Task description: Repeat exactly each line of the data provided below.

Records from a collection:
•••

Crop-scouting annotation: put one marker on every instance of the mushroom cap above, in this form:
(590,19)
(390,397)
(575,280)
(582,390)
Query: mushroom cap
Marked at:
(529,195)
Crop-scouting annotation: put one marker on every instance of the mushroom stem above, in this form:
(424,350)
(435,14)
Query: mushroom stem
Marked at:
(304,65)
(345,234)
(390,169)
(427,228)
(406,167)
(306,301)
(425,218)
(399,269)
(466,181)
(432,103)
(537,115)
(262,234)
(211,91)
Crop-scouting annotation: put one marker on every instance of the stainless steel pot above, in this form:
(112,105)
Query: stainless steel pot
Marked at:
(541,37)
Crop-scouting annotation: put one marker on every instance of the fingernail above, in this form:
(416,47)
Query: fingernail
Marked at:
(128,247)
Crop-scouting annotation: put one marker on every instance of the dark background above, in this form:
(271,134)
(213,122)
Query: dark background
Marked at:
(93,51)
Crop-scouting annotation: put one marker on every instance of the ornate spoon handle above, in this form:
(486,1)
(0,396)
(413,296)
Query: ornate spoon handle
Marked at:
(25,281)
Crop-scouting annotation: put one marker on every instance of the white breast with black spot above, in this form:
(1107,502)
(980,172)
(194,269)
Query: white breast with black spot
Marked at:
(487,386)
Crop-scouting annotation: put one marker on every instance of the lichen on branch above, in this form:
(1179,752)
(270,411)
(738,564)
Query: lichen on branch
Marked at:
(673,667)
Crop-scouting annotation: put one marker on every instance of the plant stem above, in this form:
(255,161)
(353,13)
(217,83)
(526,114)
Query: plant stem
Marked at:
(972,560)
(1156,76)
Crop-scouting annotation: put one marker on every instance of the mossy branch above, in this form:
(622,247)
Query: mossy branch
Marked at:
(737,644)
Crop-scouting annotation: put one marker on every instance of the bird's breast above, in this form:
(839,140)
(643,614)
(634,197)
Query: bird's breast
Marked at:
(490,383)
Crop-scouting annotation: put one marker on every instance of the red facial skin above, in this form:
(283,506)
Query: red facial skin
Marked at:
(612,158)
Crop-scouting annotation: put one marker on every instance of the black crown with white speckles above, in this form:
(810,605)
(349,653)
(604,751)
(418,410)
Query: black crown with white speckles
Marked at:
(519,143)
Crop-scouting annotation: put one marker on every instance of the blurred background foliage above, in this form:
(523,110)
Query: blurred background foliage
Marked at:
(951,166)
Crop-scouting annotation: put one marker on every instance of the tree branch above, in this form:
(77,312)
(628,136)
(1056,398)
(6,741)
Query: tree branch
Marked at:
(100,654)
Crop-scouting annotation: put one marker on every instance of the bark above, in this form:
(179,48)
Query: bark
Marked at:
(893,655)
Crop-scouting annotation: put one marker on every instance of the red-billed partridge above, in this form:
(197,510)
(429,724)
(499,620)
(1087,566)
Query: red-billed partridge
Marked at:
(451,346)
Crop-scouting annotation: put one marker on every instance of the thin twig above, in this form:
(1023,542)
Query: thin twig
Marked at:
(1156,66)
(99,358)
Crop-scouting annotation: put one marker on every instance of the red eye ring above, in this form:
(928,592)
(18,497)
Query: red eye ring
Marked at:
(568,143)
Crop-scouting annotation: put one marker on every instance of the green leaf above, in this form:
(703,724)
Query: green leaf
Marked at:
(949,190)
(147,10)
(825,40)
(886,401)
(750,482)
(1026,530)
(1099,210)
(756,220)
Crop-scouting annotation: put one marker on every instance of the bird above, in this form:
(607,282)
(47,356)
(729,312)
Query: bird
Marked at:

•••

Response below:
Crop-scouting annotation: put one marker on every instance of the mushroom cap above, in this form:
(590,19)
(390,397)
(575,280)
(582,390)
Query: mushroom cap
Marked at:
(529,195)
Crop-scouting annotation: put one marker on every instance of the mushroom stem above, in this form:
(424,350)
(435,14)
Query: mushroom stem
Marked at:
(304,65)
(345,234)
(390,169)
(427,228)
(406,167)
(306,301)
(425,218)
(399,269)
(466,181)
(432,103)
(537,115)
(262,234)
(211,91)
Crop-scouting annotation: put one marker on every instance of the stainless steel pot above, in this form:
(112,105)
Query: stainless steel pot
Marked at:
(541,37)
Crop-scouting annotation: put one marker on every instance of the fingernail above, in this form:
(416,47)
Query: fingernail
Marked at:
(128,247)
Crop-scouting annotation: put one marker on every instance of the dark background above, in this form:
(271,134)
(213,122)
Query: dark background
Marked at:
(93,51)
Crop-scouting annotation: put one marker on every instance of the ornate spoon handle above, in this form:
(486,1)
(0,396)
(413,296)
Query: ornate spoon handle
Marked at:
(25,281)
Crop-scouting annotation: put one marker on every instance of the white breast with black spot above, in this form:
(1107,502)
(980,172)
(194,269)
Query: white breast with black spot
Marked at:
(487,386)
Crop-scouting annotation: put one marker on every instance of the lichen on branch above, in this form:
(1179,752)
(270,411)
(738,564)
Query: lichen on branch
Marked at:
(673,667)
Crop-scouting annotation: put one marker on every instance of the plant stem above, in this form:
(255,161)
(353,13)
(217,83)
(526,114)
Query: plant stem
Marked at:
(972,560)
(1156,76)
Crop-scouting annotation: put one marker on every instance of the mossy branch above, in this form:
(622,247)
Query: mossy branch
Marked at:
(737,644)
Crop-scouting annotation: put one marker on every instance of the bird's breast above, in this form:
(839,140)
(643,614)
(634,197)
Query: bird's breast
Marked at:
(490,383)
Crop-scouting annotation: put one marker on every instance of the red facial skin above, in this form:
(283,506)
Query: red facial skin
Marked at:
(612,158)
Crop-scouting annotation: put one marker on every instance of the black crown with white speckles above, in this form:
(810,605)
(349,653)
(604,751)
(418,410)
Query: black crown with white speckles
Marked at:
(519,143)
Crop-scouting annotation: put one marker on every instance of the blurred background foliage above, in this form:
(523,110)
Query: blurred background foliage
Marked at:
(951,166)
Crop-scouting annotation: put one marker on every instance of the tree branch above, in this form:
(77,312)
(628,136)
(1056,398)
(6,741)
Query: tree branch
Marked at:
(100,654)
Crop-scouting annotation: put one marker on every instance of the bark above, in this form:
(179,48)
Query: bark
Marked at:
(893,655)
Crop-scouting annotation: put one marker on every instance of the red-billed partridge above, in this form:
(197,510)
(429,724)
(499,620)
(1087,566)
Query: red-billed partridge
Marked at:
(451,346)
Crop-scouting annotation: put one marker on every instance of the thin twig above, in this form:
(1023,542)
Query: thin twig
Marked at:
(1156,66)
(99,358)
Crop-scouting annotation: put one marker on every instance of the red eye ring above, in this form:
(928,592)
(18,497)
Query: red eye ring
Marked at:
(568,143)
Crop-scouting annotation: put one marker on every instance of the green leaf above, in this form:
(703,724)
Query: green leaf
Marked at:
(949,190)
(147,10)
(825,40)
(886,401)
(750,482)
(1026,530)
(1099,210)
(756,220)
Crop-scouting annotation: put one marker on every instance of the bird above, in this form:
(607,282)
(47,356)
(729,312)
Query: bird
Marked at:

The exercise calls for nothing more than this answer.